• _TEXTO FORNECIDO_
>>>>
Resta caracterizada, portanto, falha na produção de provas essenciais para o esclarecimento dos fatos, que configuram perda de uma chance probatória pelo Estado. Nesse sentido, " apesar de os fatos serem gravíssimos e ser dever do Estado não incorrer em proteção insuficiente aos bens jurídicos merecedores de tutela penal, essa obrigação não pode ser cumprida da maneira mais cômoda, com a prolação de condenações baseadas em prova frágil, mormente quando possível a produção de elemento probatório que, potencialmente, possa resolver adequadamente o caso penal "(HC n. 706.365/RJ, relatora Ministra Laurita Vaz, Sexta Turma, julgado em 23/5/2023, DJe de 30/5/2023 e AgRg no REsp n. 2.121.042/SP, relator Ministro Ribeiro Dantas, Quinta Turma, julgado em 8/4/2024, DJe de 12/4/2024.)
<<<<
• _EXERCÍCIO 1_
Com base no texto fornecido, explique em uma a três frases por que o dever do Estado de proteger os bens jurídicos não permite condenações baseadas em prova frágil.
• _EXERCÍCIO 2_
Traduza para o inglês esta frase do texto fornecido: "Resta caracterizada, portanto, falha na produção de provas essenciais para o esclarecimento dos fatos, que configuram perda de uma chance probatória pelo Estado."

• _INFORMAÇÕES FORNECIDAS_
>>>>
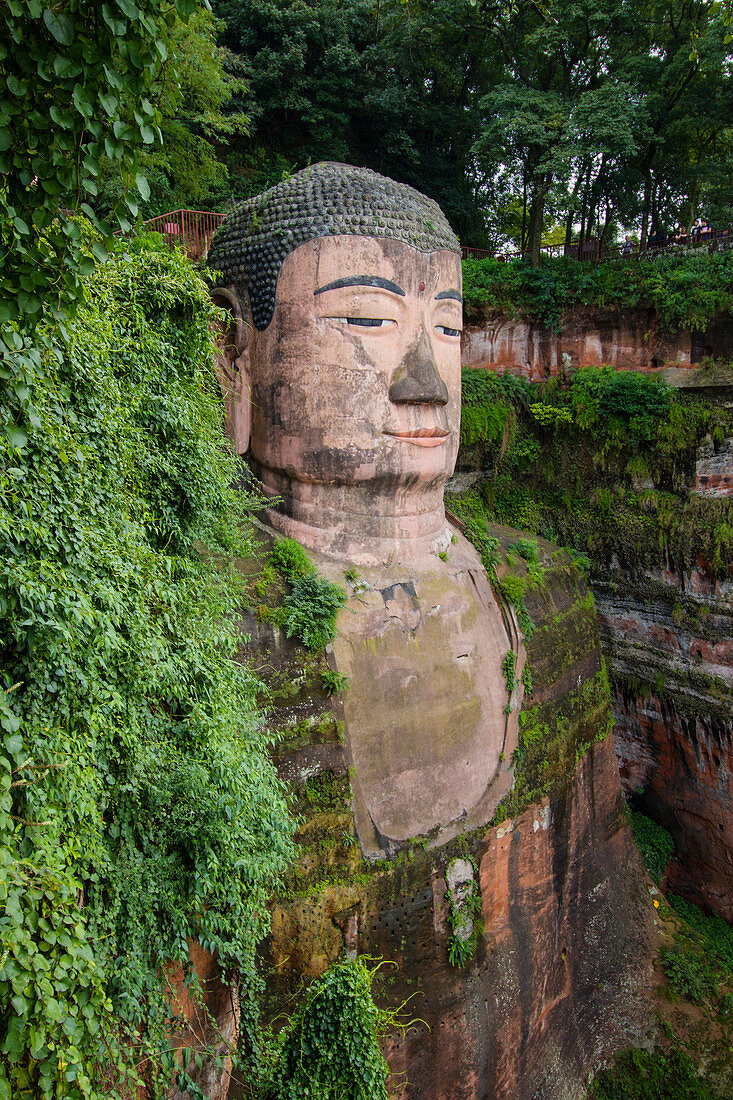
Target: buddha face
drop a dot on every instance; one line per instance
(357, 377)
<<<<
• _RESPOSTA DO EXERCÍCIO 1_
Esse dever não pode ser cumprido da maneira mais cômoda, com condenações apoiadas em prova frágil. Isso vale principalmente quando é possível produzir uma prova que poderia resolver adequadamente o caso penal.

• _RESPOSTA DO EXERCÍCIO 2_
Therefore, a failure to produce evidence essential to clarifying the facts is established, which constitutes the State's loss of an evidentiary opportunity.